### What you are asked to do:
Answer these questions from the monitoring engine page below:
(a) What are the names of the two Elasticsearch indices?
(b) What error code appears in the sample payload of the failed execution?
(c) What is the "level" value in the sample payload of an execution log?

### Passage to read:
Monitoring Engine

General Information

The monitoring engine is responsible for storing, managing and searching executions and execution logs. It uses Elasticsearch to index the execution data, to perform search queries and handle advanced aggregations. There are two elasticsearch indices:

  • execution, used to store all execution information for the data check-in and (in the future) analytic pipelines
  • execution_log, used to store the execution logs/messages, published by each step/block, for each execution

Elasticsearch indices

Execution

The information indexed in Elasticsearch about each execution at a high-level includes:

  • general information, including the execution's id, status, duration, the dates that is was created/finished, the user/organisation that created it, information about its related workflow (id, type and job id) and which are the input/output asset ids
  • stats, including information regarding each block involved in the specific execution. This information include the block id, task id, block's display name, number of input/output records, number of input/output columns and the number of transformed/null values
  • error information, including the failed task id, failed block id and an array with all errors that the specific block produced during the execution. Earch error contains information regarding the block id, the name of the original/mapped field that the error occured and the emited error code
  • metrics, containing information regarding each output asset. This information include the asset id, number input/output/tranformed records and the number of transformed/null/total values

Sample payload of a completed execution:

{
  "executionId": "4c6f2905-2f8c-4671-b265-33eb742fca63",
  "workflowId": "fa61e575-dbfa-47af-a8d1-d949567e299d",
  "workflowType": "data-checkin",
  "jobId": "21",
  "inputAssetIds": [],
  "outputAssetIds": [
    16
  ],
  "userId": 1,
  "organisationId": 1,
  "status": "completed",
  "duration": 0.423902,
  "createdAt": "2022-05-09T16:36:10.673763",
  "finishedAt": "2022-05-09T16:36:11.097665",
  "stats": [
    {
      "blockId": "FilesHarvester",
      "taskId": "e2d33848-1a9f-41cd-a7b8-c1de8d8a5f5f",
      "displayName": "Harvester",
      "inputRecords": 0,
      "outputRecords": 0,
      "inputColumns": 0,
      "outputColumns": 0,
      "transformedValues": 0,
      "nullValues": 0
    },
    {
      "blockId": "ExportOtherFiles",
      "taskId": "cf8ebe17-0ac2-4fd7-a0c3-ff0e183e04d2",
      "displayName": "Loader",
      "inputRecords": 0,
      "outputRecords": 0,
      "inputColumns": 0,
      "outputColumns": 0,
      "transformedValues": 0,
      "nullValues": 0
    }
  ],
  "errors": [],
  "failedTaskId": null,
  "failedBlockId": null,
  "metrics": [
    {
      "assetId": 16,
      "inputRecords": 0,
      "outputRecords": 0,
      "transformedRecords": 0,
      "transformedValues": 0,
      "nullValues": 0,
      "totalValues": 0
    }
  ]
}

Sample payload of a failed execution:

{
  "executionId": "9911b8dc-01bc-4168-891a-855baaecc798",
  "workflowId": "04abe169-bee1-40bc-8a58-71fc137d235d",
  "workflowType": "data-checkin",
  "jobId": "25",
  "inputAssetIds": [],
  "outputAssetIds": [
    19
  ],
  "userId": 1,
  "organisationId": 1,
  "status": "failed",
  "duration": 0.362542,
  "createdAt": "2022-05-12T09:51:19.687373",
  "finishedAt": "2022-05-12T09:51:20.049915",
  "stats": [],
  "errors": [
    {
      "blockId": "DataMapper",
      "originalField": "Departure Time",
      "mappedField": "Battery_relatedMeasurement_measuredDateTime",
      "errorCode": 2003
    }
  ],
  "failedTaskId": "3ede5a2d-c325-441b-8fdb-821458855fe8",
  "failedBlockId": "DataMapper",
  "metrics": []
}

Execution log

The information indexed in Elasticsearch about each execution log at a high-level includes:

  • execution_id, the related execution
  • context, the name of the sercice that the execution was created
  • level, the level of the execution log
  • message, the actual message
  • timestamp, the date that the exeuction log was created

Sample payload of an execution log:

{
  "execution_id": "4c6f2905-2f8c-4671-b265-33eb742fca63",
  "context": "ExecutionService",
  "level": "info",
  "message": "Workflow submitted for execution",
  "timestamp": "2022-05-06T09:32:18.132000+00:00"

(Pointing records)

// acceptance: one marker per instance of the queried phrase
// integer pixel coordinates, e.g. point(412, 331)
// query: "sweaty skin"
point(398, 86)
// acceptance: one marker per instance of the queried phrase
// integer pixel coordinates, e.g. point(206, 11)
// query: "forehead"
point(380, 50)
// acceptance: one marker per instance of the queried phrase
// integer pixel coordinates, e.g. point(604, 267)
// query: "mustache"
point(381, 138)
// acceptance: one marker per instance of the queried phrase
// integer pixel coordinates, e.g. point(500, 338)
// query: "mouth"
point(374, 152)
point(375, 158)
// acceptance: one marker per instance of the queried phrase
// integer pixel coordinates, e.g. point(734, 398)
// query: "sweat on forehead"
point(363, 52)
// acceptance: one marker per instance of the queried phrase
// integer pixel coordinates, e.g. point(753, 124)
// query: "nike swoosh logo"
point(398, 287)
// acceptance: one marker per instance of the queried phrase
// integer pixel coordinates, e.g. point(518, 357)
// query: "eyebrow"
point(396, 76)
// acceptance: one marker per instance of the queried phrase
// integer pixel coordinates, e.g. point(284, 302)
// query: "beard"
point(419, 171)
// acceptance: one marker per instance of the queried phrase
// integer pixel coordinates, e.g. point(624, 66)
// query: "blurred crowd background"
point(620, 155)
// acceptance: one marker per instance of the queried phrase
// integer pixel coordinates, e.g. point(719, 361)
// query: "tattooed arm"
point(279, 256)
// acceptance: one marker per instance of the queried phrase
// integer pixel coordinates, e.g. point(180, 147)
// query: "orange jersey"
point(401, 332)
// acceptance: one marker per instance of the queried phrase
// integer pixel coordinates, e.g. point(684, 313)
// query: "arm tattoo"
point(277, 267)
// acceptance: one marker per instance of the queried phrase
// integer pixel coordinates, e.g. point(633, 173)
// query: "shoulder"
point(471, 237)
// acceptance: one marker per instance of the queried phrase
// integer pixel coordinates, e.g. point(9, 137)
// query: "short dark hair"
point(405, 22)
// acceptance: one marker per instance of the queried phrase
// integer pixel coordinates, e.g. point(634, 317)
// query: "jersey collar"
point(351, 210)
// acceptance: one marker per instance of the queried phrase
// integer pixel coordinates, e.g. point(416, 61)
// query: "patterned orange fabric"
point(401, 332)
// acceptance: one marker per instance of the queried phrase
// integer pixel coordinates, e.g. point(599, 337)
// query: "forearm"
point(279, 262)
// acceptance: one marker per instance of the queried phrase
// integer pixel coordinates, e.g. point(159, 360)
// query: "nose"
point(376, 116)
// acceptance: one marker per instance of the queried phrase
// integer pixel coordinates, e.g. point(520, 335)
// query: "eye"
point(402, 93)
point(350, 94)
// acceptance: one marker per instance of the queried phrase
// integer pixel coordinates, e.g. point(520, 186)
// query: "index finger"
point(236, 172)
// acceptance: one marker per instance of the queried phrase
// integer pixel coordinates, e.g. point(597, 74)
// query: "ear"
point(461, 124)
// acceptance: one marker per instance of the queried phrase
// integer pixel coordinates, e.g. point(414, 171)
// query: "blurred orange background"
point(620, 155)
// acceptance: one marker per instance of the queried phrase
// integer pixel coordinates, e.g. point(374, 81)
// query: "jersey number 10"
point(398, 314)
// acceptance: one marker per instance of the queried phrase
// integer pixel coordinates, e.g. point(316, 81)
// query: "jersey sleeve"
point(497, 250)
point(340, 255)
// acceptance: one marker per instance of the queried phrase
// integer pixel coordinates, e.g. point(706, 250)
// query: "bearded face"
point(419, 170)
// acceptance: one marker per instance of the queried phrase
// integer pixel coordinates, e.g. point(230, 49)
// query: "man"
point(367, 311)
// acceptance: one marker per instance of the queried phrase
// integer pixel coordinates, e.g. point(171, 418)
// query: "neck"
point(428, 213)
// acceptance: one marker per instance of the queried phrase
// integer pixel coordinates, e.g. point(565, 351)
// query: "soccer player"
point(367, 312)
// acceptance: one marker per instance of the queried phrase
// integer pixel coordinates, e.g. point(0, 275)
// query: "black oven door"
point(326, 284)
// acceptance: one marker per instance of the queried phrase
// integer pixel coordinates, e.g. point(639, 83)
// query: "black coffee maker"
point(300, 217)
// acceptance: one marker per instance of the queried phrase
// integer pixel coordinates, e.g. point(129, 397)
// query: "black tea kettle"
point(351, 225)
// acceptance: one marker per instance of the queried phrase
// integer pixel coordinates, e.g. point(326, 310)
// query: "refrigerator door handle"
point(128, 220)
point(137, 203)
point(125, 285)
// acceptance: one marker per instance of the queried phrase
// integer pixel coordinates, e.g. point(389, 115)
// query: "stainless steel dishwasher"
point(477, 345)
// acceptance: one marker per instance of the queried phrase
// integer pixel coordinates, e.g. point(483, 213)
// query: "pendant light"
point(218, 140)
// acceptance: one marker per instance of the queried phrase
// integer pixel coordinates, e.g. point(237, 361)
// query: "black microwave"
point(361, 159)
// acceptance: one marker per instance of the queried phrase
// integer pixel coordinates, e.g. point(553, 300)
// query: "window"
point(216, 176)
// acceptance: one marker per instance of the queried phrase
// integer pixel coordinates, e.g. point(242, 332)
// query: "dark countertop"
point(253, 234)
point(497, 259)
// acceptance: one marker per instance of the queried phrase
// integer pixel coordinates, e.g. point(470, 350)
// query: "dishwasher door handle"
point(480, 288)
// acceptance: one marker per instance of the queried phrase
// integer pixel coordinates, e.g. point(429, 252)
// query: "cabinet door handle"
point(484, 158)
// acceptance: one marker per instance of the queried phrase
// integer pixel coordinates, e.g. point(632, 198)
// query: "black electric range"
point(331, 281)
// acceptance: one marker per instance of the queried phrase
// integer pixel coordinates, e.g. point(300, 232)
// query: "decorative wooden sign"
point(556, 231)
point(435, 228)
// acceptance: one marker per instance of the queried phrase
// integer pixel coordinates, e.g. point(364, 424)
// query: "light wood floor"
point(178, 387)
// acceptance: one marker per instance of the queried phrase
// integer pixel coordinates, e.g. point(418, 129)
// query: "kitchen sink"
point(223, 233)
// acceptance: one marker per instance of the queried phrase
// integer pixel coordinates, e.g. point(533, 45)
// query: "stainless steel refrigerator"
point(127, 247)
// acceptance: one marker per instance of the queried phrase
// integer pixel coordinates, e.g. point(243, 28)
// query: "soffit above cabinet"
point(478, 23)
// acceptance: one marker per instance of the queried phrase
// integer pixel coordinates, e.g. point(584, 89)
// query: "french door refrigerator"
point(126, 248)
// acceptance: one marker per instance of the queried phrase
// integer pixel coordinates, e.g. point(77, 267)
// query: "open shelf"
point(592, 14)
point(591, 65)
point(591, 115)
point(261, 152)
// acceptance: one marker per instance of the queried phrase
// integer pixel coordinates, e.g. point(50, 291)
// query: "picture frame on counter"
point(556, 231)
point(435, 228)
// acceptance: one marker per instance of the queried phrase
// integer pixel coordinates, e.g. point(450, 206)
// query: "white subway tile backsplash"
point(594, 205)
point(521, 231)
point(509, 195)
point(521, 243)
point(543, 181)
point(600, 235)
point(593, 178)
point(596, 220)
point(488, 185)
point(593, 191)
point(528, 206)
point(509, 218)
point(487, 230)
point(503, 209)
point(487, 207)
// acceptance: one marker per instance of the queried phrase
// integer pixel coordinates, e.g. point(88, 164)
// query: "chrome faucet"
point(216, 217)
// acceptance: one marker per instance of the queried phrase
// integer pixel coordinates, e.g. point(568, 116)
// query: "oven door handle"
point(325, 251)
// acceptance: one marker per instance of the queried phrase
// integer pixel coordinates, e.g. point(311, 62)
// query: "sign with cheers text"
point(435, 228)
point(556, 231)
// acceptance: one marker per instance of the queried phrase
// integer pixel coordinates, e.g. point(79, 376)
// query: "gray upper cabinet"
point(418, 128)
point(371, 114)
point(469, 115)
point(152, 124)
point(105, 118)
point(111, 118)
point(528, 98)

### Complete output:
(a) execution and execution_log
(b) 2003
(c) info